Przepisz poniższe rekordy, zamieniając każde wystąpienie "Target" na "Object". Pozostała treść ma pozostać bez zmian.

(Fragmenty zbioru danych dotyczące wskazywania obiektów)
..........
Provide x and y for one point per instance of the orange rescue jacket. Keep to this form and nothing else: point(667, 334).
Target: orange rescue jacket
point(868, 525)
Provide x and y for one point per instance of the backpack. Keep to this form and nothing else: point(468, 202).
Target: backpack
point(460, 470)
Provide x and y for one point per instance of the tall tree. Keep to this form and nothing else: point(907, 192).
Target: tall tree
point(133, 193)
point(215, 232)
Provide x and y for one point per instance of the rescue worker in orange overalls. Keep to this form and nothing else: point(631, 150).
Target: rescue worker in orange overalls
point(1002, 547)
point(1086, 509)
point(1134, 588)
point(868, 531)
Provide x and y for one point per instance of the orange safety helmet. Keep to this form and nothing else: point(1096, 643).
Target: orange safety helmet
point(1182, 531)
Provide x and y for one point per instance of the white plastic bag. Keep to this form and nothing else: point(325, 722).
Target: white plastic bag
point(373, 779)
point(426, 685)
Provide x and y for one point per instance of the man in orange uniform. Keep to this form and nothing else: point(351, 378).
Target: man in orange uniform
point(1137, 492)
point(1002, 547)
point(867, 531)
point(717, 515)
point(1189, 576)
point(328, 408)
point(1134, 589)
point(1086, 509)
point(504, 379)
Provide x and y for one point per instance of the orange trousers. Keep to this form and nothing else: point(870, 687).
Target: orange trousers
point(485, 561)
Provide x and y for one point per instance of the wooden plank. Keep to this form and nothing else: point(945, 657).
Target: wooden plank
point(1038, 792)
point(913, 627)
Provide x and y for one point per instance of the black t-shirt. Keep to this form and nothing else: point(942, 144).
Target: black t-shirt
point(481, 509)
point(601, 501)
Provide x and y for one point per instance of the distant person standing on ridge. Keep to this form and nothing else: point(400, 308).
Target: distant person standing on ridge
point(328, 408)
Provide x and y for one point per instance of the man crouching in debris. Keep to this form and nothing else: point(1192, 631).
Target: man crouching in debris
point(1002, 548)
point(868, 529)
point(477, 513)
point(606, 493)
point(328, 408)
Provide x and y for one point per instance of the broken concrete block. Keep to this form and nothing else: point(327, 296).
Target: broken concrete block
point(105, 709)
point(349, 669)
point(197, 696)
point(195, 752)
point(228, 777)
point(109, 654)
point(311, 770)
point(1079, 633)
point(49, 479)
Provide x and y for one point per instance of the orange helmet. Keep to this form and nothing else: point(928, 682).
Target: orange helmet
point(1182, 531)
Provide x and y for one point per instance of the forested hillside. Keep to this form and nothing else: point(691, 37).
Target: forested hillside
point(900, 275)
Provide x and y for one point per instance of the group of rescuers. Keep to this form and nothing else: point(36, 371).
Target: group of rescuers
..........
Wykonane zadanie ▸
Provide x and y for one point per instance of the orange rescue jacket. Keep to this form and nothing else: point(667, 334).
Object: orange rescue jacket
point(868, 525)
Provide x and y for one point per instance of the backpack. Keep to this form and nothing else: point(468, 202).
Object: backpack
point(460, 470)
Provide x and y for one point per instance of the tall tree. Keep to this form and nothing else: point(907, 192).
Object: tall tree
point(133, 193)
point(215, 232)
Provide x and y for one point per instance of the rescue worker in orange overalls. Keep to this form and nothing else: point(631, 150).
Object: rescue worker in orange overalls
point(1002, 547)
point(1086, 509)
point(1134, 588)
point(868, 531)
Provide x and y for one point per instance of the orange safety helmet. Keep to this form and nothing else: point(1096, 643).
Object: orange safety helmet
point(1182, 531)
Provide x and y for one point per instance of the white plastic bag. Keep to this form and nothing else: point(325, 722).
Object: white plastic bag
point(373, 779)
point(426, 685)
Provide x and y for one point per instance of the man in orange uniform. Keep to this form and nothing else: point(351, 378).
Object: man in orange uniform
point(1137, 492)
point(1002, 547)
point(867, 531)
point(717, 515)
point(1189, 576)
point(328, 408)
point(1134, 589)
point(1086, 509)
point(504, 379)
Provide x and y for one point per instance of the orange trousers. Keep to this form and nothing else: point(870, 687).
Object: orange trousers
point(485, 561)
Provide x and y for one point per instance of the wooden plank. Keep to this form and nothing else: point(945, 657).
Object: wooden plank
point(1038, 792)
point(913, 627)
Provide x and y for one point per instance of the black t-shirt. Keep to this form and nothing else: point(942, 144).
Object: black t-shirt
point(481, 509)
point(601, 501)
Provide x and y for one point per instance of the distant person standing on ridge. Keep to this form and nothing else: point(400, 308).
Object: distant person standing on ridge
point(328, 408)
Provide x and y for one point per instance of the man crouching in debris. Keep to this form and nothing else: point(1192, 631).
Object: man crouching in debris
point(1002, 548)
point(868, 529)
point(477, 513)
point(606, 493)
point(328, 408)
Provide x and y for one point per instance of the broken concrete block. Keep to this form and nothing else: point(327, 296).
Object: broken concrete block
point(105, 709)
point(349, 669)
point(197, 696)
point(195, 752)
point(228, 777)
point(109, 654)
point(311, 770)
point(1079, 633)
point(49, 479)
Provide x and y for one point per instance of the orange helmet. Keep to this form and nothing else: point(928, 682).
Object: orange helmet
point(1182, 531)
Provide x and y for one point per instance of the forested hillside. Keep to this form and nothing else: point(691, 37).
Object: forested hillside
point(900, 275)
Provide x and y for one point per instance of the group of rescuers. Keep to this form and nothing else: point(36, 371).
Object: group of rescuers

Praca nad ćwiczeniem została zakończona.